__Exercise instructions__.
Retype the lines starting at the one that contains "If you could segment every instance of the reflection" and ending at the end of the records, both included. Leave the pictures out.

* Start Stored rows *

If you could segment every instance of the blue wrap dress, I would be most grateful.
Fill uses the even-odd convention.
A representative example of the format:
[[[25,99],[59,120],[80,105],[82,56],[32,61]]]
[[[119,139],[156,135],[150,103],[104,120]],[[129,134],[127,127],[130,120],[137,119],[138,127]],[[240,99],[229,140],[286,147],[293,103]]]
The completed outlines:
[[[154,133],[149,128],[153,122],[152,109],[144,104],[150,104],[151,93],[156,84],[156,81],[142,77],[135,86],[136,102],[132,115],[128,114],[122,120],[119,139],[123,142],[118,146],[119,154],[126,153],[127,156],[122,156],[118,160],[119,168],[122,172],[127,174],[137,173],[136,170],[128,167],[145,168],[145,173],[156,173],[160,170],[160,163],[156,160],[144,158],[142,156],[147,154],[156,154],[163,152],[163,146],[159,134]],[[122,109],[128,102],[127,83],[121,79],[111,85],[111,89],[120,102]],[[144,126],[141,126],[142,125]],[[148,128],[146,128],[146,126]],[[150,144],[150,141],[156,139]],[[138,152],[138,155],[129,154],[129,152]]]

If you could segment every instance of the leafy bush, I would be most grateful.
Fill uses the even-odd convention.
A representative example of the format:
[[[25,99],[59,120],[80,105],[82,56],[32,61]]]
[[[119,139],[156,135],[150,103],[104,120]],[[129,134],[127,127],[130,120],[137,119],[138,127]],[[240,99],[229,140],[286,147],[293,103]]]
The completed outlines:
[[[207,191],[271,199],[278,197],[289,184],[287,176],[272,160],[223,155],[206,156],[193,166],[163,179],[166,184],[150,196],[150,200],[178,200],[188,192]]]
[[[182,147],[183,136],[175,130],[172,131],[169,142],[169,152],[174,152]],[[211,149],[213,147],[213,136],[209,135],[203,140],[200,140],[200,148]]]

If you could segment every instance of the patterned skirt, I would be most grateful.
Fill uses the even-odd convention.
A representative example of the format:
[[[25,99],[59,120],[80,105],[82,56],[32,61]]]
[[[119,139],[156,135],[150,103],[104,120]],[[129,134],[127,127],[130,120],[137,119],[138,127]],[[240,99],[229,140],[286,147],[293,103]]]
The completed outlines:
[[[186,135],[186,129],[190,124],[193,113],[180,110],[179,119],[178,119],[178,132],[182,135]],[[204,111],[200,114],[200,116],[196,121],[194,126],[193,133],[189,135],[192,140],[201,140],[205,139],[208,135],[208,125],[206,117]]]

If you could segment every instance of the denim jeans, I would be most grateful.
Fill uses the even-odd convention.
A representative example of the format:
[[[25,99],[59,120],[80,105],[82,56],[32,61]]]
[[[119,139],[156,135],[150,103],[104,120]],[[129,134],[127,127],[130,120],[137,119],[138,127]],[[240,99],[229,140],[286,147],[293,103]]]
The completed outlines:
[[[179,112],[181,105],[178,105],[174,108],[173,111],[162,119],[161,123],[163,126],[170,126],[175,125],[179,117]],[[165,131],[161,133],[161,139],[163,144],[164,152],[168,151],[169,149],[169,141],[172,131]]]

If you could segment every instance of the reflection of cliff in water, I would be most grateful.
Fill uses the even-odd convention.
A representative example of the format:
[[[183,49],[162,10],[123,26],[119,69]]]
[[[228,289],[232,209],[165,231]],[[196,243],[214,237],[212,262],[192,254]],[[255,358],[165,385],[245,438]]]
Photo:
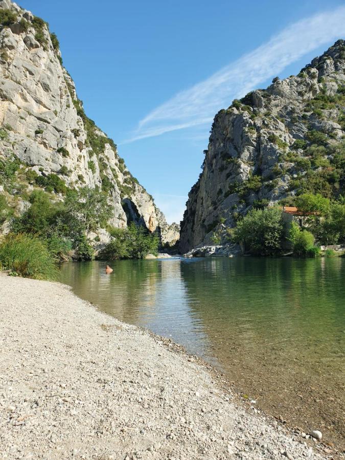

* End Stored rows *

__Output__.
If you could segment every instance of the reflection of cliff in water, I would be most grateful.
Fill uses the even-odd convention.
A representative example of the format:
[[[183,49],[162,10],[123,26],[119,69]]]
[[[228,289],[232,209],[165,231]],[[196,243],[214,237],[212,262],[192,254]],[[255,358],[165,385],[245,438]]]
Photo:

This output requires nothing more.